— ASSIGNMENT —
Go through the entries below and work out how many lines include "white". Answer with the number only.

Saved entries
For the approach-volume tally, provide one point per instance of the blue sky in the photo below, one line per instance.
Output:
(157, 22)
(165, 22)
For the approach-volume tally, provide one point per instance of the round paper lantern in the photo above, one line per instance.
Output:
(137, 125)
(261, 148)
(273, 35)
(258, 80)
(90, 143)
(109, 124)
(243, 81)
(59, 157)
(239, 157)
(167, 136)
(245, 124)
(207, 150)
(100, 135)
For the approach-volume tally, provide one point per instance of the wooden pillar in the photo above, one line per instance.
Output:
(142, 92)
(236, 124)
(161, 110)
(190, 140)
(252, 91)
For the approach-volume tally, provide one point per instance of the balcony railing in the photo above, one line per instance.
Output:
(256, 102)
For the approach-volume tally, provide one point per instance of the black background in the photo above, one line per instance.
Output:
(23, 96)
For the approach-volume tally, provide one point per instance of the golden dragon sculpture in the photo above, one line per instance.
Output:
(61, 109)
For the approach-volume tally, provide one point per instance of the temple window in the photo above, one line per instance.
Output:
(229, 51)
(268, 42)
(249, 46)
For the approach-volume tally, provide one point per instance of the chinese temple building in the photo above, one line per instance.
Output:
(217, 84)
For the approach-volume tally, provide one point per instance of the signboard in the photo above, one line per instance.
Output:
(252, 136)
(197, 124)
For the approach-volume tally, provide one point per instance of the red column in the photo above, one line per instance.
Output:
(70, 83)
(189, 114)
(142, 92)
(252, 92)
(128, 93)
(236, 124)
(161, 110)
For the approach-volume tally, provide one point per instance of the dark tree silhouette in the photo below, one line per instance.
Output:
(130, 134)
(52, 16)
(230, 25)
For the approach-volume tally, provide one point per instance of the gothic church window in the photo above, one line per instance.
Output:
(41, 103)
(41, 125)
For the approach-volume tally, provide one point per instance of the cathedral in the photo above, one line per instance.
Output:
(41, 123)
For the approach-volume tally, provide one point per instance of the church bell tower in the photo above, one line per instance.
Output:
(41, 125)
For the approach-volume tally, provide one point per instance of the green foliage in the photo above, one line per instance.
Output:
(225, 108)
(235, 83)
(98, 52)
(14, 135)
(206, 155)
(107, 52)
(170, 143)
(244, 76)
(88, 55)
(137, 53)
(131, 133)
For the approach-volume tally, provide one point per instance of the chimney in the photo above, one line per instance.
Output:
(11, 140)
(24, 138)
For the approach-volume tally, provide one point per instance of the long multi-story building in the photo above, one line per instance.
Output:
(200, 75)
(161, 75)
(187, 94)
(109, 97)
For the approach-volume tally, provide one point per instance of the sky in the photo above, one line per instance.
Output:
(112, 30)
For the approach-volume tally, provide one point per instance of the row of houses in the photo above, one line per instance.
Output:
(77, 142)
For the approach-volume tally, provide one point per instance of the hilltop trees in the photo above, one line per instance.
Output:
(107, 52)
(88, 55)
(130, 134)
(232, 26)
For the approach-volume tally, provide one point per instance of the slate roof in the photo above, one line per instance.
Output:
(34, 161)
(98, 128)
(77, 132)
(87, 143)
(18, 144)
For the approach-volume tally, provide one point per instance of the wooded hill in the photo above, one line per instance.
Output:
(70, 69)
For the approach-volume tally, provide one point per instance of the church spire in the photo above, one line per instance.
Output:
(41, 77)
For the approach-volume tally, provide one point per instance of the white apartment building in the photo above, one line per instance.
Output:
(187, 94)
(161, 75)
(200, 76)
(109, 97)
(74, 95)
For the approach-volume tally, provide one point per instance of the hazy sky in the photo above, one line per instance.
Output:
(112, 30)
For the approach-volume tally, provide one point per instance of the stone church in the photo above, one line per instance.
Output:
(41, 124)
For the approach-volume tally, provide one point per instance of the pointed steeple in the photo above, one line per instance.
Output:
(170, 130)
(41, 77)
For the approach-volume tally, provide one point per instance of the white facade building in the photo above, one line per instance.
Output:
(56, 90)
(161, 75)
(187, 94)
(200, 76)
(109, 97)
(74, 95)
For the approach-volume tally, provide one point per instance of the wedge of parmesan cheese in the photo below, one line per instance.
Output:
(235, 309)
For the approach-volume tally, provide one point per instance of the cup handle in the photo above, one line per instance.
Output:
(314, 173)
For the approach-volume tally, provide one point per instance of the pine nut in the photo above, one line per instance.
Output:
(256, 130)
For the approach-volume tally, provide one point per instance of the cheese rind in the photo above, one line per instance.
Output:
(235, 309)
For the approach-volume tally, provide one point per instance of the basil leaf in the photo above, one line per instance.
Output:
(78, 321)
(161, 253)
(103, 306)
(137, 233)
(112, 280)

— EXERCISE RESPONSE —
2